## AIM OF THE TASK
Below are the entries. Transcribe exactly the lines from the one with "Every instance of the rocky" through the one with "Target: rocky hillside", ends included, and leave out all others.

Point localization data
━━━━━━

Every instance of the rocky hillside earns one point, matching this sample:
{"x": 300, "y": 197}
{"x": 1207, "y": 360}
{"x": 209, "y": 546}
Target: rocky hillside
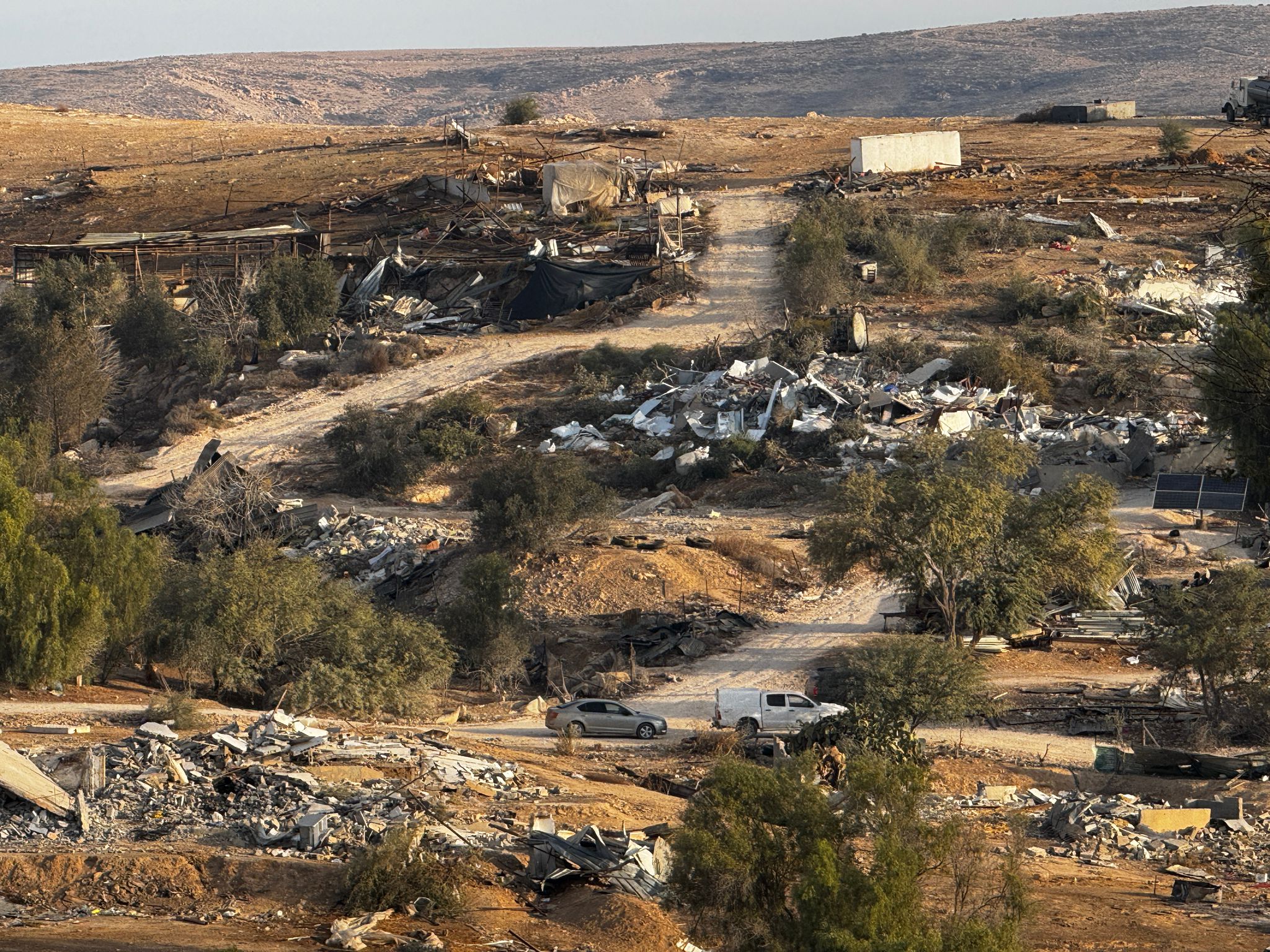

━━━━━━

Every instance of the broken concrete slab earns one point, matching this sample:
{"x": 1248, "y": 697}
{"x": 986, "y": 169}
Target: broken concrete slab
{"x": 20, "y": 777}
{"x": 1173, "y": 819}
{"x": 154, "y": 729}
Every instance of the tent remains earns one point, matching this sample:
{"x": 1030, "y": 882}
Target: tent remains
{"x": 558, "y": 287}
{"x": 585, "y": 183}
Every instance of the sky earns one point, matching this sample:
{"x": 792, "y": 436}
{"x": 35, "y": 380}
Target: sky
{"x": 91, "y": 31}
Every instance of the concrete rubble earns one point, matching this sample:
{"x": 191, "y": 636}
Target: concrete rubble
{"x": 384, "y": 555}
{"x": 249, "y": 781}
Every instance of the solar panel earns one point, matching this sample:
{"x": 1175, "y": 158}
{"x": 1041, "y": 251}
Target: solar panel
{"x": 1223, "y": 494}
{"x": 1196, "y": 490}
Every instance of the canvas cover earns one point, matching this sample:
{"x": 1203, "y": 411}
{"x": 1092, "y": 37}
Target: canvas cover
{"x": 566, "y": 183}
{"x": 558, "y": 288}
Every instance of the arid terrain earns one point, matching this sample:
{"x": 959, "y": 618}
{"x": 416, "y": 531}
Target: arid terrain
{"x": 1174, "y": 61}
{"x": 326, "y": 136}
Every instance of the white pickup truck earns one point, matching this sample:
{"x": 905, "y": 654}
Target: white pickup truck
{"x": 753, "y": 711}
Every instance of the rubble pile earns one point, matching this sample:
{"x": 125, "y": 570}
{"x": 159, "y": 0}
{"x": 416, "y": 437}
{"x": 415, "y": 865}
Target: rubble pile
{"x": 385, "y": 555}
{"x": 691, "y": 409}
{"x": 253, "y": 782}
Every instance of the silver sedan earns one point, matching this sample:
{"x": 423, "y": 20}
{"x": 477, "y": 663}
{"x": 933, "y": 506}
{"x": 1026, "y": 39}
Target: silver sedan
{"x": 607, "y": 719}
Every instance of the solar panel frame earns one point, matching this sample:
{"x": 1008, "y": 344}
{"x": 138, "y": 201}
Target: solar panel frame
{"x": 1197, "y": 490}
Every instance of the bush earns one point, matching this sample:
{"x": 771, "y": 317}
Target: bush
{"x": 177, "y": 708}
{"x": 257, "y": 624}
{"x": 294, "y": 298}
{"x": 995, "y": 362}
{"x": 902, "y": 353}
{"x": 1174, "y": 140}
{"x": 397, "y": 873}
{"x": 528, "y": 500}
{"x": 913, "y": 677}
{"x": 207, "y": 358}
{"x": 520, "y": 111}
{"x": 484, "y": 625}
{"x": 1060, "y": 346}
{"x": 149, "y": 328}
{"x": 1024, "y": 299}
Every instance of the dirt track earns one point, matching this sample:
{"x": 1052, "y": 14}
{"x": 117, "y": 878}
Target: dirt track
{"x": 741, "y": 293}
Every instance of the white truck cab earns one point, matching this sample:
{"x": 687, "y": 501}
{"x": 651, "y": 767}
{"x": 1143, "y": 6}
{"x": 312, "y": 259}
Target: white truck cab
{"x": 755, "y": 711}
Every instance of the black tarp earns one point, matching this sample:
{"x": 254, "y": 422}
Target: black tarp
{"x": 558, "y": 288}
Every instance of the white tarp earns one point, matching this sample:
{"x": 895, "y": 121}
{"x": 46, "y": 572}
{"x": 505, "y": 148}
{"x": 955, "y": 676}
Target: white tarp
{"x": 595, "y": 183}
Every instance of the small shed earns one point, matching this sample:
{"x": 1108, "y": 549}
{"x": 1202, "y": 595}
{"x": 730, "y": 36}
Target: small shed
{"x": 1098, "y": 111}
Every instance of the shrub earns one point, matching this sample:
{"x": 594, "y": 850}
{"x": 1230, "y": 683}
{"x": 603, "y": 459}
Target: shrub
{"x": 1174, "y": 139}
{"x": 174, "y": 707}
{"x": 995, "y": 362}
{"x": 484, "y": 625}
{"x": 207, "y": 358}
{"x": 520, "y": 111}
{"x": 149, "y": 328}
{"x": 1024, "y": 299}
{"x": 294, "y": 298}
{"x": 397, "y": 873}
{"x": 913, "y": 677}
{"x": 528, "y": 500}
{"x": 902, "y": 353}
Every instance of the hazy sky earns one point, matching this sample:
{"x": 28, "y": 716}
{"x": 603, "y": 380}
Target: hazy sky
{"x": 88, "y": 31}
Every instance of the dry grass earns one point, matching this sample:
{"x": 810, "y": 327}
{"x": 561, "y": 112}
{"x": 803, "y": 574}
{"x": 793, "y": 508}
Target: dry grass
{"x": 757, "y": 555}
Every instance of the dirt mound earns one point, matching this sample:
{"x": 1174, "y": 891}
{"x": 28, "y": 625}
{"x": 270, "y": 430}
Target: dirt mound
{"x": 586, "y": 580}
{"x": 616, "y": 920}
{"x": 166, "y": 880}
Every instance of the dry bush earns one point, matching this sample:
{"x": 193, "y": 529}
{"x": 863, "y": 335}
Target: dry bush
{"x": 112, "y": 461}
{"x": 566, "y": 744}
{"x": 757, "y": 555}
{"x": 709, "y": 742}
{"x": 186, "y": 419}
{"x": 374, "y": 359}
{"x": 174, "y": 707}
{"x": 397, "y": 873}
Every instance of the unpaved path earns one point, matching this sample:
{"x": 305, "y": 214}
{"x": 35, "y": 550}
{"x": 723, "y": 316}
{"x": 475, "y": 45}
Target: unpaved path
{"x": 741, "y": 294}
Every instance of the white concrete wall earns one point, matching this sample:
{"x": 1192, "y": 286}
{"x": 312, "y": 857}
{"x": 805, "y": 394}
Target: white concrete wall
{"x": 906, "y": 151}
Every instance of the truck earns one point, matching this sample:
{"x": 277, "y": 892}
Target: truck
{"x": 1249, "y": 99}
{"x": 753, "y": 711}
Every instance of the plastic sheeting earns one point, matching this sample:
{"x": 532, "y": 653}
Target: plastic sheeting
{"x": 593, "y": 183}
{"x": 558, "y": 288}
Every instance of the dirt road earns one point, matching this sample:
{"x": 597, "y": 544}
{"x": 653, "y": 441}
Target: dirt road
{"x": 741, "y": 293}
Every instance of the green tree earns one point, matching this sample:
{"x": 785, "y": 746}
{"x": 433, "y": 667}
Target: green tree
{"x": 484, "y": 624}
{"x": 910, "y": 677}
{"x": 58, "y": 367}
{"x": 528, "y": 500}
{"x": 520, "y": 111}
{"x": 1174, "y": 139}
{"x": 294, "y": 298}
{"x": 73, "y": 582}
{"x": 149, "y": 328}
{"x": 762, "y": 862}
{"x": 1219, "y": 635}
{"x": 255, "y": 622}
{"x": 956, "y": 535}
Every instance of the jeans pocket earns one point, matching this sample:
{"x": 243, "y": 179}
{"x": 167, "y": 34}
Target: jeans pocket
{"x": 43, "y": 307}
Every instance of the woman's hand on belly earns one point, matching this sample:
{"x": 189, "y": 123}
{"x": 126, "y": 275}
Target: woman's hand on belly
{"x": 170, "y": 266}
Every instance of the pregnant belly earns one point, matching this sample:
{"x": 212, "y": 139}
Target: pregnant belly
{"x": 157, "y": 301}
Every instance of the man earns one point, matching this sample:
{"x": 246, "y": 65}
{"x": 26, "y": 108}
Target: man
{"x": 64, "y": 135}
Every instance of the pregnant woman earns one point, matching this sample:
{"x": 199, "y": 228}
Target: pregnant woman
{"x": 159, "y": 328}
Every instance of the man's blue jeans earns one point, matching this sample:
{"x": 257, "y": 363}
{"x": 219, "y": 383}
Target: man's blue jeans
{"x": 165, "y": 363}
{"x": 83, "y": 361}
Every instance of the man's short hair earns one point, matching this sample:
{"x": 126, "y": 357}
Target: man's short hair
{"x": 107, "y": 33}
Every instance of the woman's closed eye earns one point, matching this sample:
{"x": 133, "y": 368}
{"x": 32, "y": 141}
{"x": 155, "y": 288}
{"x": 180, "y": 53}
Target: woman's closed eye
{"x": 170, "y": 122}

━━━━━━

## SOLUTION TO THE PROBLEM
Every instance of the rocky hillside earns one point, matching this sample:
{"x": 300, "y": 197}
{"x": 1207, "y": 360}
{"x": 209, "y": 546}
Target: rocky hillside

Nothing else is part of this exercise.